Wednesday, January 8, 2014

Surviving Winter's Bite


Sometimes plants do die in such cold weather as we are having in Arkansas this week.  Most die when people push their luck and try to grow something that isn't hardy in their area, or when winter becomes extraordinarily cold for an extended period or shows up too early.  But under normal circumstances, plants don't just sit there wishing they could go inside-they acclimate in stages.

As summer days grow shorter, plants begin "freezing acclimation" by producing hormones that slow growth and induce dormancy.  By the first hard frost, they are ready for freezing temperatures, and for beginning the second stage of their preparation.

The year's first below-freezing temperatures freeze the water found between plant cells.  Since there is now more liquid water inside the cell than outside, osmotic pressure draws some of the water out of the cell, where falling temperatures cause it to freeze as well.  Inside the cells,  the concentration of cell parts increases as more water is drawn out.  The more concentrated the cell parts, the lower the freezing point.  So down to a particular temperature, different for each species, the cells themselves won't freeze, and the plant will survive.  Below that temperature, the plant will suffer die back, starting in its branch tips because they are thinner and more exposed to the cold.  But branches  are expendable.  The soil and any snow cover insulate the roots somewhat; if the roots survive, so will the plant.

Referring expression data:

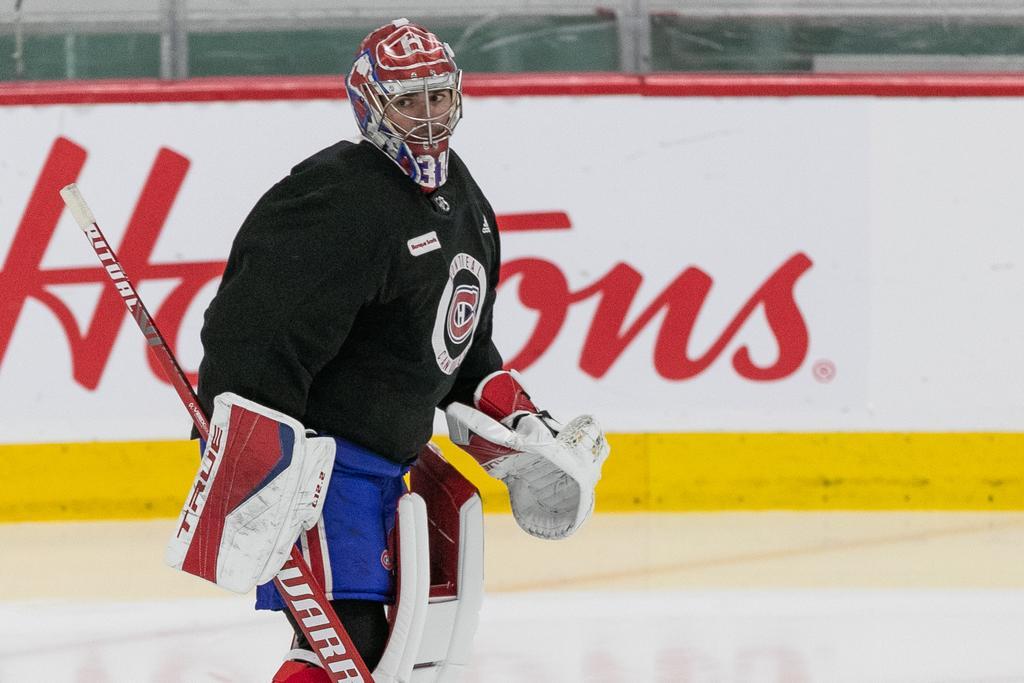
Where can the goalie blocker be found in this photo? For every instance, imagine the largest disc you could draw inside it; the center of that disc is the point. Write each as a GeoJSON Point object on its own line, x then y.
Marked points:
{"type": "Point", "coordinates": [260, 483]}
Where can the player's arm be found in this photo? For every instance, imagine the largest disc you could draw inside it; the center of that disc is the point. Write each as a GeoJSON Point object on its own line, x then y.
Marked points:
{"type": "Point", "coordinates": [298, 273]}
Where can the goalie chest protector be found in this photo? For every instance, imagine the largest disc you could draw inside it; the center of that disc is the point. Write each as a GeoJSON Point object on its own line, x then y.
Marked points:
{"type": "Point", "coordinates": [355, 302]}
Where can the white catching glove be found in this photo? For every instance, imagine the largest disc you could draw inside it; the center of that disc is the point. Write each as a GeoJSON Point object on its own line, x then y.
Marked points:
{"type": "Point", "coordinates": [550, 470]}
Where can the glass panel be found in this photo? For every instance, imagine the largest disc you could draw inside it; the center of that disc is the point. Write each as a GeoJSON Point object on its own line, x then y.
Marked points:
{"type": "Point", "coordinates": [491, 44]}
{"type": "Point", "coordinates": [86, 56]}
{"type": "Point", "coordinates": [834, 43]}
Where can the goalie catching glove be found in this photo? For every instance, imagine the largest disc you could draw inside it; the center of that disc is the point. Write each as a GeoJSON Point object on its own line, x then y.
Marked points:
{"type": "Point", "coordinates": [550, 469]}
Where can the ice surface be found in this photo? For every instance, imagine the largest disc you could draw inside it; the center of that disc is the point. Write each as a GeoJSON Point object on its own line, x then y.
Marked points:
{"type": "Point", "coordinates": [559, 637]}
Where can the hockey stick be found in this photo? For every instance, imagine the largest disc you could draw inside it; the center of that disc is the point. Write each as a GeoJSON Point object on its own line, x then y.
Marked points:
{"type": "Point", "coordinates": [298, 588]}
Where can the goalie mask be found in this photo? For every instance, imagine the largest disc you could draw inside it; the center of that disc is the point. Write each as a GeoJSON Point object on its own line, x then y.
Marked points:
{"type": "Point", "coordinates": [406, 92]}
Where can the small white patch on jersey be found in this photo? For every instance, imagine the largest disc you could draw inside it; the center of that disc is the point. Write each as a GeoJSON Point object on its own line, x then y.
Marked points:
{"type": "Point", "coordinates": [424, 244]}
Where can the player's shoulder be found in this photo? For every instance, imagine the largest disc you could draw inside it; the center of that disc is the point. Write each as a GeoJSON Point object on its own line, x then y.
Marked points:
{"type": "Point", "coordinates": [326, 202]}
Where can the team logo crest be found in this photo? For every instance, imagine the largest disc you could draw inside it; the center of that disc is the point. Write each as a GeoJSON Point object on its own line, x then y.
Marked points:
{"type": "Point", "coordinates": [459, 311]}
{"type": "Point", "coordinates": [410, 47]}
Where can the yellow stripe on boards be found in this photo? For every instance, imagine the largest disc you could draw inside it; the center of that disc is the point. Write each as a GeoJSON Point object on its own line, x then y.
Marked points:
{"type": "Point", "coordinates": [645, 472]}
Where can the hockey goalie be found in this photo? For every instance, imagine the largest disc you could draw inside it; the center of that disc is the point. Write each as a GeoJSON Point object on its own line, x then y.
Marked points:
{"type": "Point", "coordinates": [356, 300]}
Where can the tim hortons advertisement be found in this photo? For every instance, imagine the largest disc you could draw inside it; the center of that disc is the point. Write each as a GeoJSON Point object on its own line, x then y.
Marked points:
{"type": "Point", "coordinates": [669, 264]}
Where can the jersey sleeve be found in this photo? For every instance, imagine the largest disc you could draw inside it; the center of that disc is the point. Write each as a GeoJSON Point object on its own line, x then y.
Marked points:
{"type": "Point", "coordinates": [483, 357]}
{"type": "Point", "coordinates": [300, 269]}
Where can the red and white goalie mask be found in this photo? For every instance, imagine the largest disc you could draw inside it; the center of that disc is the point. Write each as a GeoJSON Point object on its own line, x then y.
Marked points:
{"type": "Point", "coordinates": [406, 91]}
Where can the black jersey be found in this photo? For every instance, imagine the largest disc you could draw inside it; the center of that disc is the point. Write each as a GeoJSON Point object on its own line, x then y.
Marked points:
{"type": "Point", "coordinates": [355, 302]}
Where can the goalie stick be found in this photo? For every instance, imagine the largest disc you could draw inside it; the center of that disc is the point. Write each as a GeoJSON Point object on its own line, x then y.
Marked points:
{"type": "Point", "coordinates": [298, 588]}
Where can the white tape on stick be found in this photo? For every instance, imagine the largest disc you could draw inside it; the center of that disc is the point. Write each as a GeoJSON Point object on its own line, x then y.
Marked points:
{"type": "Point", "coordinates": [79, 209]}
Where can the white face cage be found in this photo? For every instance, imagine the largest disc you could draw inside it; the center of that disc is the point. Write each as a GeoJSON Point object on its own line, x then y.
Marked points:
{"type": "Point", "coordinates": [432, 127]}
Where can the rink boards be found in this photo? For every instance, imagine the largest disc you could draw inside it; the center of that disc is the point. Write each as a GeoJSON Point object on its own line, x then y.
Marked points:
{"type": "Point", "coordinates": [785, 293]}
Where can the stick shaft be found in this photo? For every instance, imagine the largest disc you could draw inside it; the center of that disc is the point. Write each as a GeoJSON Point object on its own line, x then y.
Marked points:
{"type": "Point", "coordinates": [295, 582]}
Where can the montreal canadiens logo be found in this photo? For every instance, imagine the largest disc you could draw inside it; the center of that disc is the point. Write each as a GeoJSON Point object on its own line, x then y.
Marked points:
{"type": "Point", "coordinates": [459, 311]}
{"type": "Point", "coordinates": [462, 312]}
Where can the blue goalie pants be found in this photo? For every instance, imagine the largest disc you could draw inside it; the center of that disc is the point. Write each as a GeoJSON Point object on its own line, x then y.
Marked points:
{"type": "Point", "coordinates": [347, 550]}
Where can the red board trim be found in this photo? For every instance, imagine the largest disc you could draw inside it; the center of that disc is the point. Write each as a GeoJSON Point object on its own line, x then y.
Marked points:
{"type": "Point", "coordinates": [518, 85]}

Tasks for this exercise:
1. List the circumstances the winter-survival post gives under which plants die in cold weather.
2. According to the winter-survival post, where does die back start on a plant, and why there?

Results by task:
1.
- When people try to grow something that isn't hardy in their area
- When winter becomes extraordinarily cold for an extended period
- When winter shows up too early

2. It starts in the branch tips, because they are thinner and more exposed to the cold.